**WORK ITEM:**
In the entries that follow, the lines from the one with "Put a point on the seagull, one" through the one with "Put a point on the window, one" are the ones to write out, exactly and with both ends included. Nothing else should appear.

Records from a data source

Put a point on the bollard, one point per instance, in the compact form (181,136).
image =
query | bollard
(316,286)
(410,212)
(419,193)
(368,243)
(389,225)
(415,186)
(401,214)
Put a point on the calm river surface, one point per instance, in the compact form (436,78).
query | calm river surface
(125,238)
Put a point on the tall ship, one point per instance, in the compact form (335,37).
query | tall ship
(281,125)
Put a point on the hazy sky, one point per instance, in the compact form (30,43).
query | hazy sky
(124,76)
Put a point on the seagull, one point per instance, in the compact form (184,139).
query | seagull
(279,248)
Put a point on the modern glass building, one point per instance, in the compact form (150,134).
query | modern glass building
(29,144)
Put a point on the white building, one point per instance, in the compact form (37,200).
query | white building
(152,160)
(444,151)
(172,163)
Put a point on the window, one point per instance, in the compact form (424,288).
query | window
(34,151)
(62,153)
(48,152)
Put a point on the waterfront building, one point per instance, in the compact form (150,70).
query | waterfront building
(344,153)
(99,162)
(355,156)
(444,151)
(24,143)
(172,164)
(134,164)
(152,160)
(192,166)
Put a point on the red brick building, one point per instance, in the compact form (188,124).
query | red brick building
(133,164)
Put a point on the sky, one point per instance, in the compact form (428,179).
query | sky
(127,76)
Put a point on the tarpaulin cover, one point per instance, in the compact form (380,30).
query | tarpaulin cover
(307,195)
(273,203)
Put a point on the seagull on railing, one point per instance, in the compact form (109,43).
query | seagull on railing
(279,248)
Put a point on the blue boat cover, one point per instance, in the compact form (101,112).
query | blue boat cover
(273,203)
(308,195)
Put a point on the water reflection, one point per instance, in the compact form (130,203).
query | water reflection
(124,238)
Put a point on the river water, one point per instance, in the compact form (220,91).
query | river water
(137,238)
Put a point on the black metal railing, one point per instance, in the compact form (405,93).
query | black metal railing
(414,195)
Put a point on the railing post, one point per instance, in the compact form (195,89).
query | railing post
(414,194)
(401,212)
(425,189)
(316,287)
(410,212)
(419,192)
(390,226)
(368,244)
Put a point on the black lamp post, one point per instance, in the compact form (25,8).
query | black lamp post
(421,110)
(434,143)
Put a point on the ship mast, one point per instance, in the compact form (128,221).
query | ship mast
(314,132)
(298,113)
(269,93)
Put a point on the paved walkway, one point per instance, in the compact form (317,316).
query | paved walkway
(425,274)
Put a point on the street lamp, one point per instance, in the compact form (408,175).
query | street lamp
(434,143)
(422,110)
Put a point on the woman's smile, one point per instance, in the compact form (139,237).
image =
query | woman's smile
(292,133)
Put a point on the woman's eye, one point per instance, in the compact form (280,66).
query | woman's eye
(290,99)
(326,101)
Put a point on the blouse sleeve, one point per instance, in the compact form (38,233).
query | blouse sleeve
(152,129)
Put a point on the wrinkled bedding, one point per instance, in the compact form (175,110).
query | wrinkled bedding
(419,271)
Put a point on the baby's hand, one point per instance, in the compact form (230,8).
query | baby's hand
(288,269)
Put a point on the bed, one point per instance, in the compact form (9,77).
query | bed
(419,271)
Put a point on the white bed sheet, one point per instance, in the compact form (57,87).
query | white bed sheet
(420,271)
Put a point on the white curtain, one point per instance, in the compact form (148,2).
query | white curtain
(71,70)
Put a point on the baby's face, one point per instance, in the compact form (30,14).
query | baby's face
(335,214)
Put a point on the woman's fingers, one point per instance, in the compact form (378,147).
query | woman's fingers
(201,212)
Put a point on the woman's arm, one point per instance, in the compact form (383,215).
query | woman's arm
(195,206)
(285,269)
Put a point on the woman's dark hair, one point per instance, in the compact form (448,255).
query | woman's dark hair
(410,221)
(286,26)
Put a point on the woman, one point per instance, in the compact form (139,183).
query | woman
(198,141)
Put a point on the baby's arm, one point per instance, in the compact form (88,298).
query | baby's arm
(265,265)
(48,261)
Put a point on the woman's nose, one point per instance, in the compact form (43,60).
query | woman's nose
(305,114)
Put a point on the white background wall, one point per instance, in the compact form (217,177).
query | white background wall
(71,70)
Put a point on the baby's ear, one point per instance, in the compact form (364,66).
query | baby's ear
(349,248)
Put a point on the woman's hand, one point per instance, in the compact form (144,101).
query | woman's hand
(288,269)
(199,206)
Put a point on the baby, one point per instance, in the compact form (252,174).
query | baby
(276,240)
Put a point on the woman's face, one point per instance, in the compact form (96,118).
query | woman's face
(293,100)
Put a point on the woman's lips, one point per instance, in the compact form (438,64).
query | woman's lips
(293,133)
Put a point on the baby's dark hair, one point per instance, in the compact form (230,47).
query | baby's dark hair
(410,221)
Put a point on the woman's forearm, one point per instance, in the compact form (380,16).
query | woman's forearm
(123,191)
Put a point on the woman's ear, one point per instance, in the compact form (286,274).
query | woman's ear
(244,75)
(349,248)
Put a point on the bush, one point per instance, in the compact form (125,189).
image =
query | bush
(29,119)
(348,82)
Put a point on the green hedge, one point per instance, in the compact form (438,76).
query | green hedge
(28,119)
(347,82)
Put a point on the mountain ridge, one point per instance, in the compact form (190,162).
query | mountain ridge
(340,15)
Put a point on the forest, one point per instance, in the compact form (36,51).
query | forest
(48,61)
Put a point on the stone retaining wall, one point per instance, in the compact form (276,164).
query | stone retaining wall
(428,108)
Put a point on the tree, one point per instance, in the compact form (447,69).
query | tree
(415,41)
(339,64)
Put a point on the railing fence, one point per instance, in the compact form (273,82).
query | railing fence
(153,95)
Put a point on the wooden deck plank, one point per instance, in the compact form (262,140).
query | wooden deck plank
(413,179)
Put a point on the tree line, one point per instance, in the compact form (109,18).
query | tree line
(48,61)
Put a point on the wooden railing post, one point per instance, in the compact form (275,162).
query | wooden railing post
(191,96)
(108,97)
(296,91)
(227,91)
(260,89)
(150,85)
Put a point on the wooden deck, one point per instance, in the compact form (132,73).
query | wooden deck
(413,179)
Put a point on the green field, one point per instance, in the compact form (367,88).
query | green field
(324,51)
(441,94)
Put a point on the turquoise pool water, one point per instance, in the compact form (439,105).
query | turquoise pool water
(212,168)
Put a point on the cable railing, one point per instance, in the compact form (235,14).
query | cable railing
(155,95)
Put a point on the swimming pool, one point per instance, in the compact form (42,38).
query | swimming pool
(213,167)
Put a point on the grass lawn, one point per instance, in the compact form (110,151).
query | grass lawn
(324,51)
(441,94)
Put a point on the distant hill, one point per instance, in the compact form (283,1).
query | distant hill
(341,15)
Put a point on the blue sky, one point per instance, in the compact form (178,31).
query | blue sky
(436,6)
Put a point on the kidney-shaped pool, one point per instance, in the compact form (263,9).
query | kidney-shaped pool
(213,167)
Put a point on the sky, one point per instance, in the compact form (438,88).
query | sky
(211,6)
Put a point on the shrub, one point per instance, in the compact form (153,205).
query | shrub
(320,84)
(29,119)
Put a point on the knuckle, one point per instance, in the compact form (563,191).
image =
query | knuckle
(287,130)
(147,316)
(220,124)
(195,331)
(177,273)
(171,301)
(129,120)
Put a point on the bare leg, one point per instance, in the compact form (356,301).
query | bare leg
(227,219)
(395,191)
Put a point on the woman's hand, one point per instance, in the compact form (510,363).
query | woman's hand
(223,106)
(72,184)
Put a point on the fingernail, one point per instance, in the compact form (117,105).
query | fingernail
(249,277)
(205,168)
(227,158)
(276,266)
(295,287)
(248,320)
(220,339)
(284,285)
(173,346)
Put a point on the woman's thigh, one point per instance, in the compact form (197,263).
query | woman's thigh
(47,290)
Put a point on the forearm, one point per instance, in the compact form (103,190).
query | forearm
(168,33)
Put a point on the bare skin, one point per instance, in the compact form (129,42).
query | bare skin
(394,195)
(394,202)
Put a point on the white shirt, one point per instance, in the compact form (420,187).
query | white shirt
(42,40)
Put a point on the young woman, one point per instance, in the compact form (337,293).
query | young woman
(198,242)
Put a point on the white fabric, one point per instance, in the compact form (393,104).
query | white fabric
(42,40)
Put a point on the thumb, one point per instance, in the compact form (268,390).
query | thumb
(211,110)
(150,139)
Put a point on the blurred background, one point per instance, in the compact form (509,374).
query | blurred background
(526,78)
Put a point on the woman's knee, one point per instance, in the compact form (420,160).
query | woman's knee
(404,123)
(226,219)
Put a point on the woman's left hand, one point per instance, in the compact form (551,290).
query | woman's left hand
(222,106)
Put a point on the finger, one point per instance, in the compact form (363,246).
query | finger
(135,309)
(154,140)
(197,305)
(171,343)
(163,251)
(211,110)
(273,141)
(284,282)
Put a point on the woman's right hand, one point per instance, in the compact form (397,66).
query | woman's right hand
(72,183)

**ANSWER TO THE PROBLEM:**
Put a point on the seagull, one point per instance, in the compact form (184,139).
query | seagull
(279,248)
Put a point on the modern glass building, one point per instance, in the compact form (150,134).
query | modern glass building
(29,144)
Put a point on the white building, one point per instance, in the compact form (37,200).
query | white building
(152,160)
(444,151)
(172,163)
Put a point on the window, one point per instance, in the compact form (424,288).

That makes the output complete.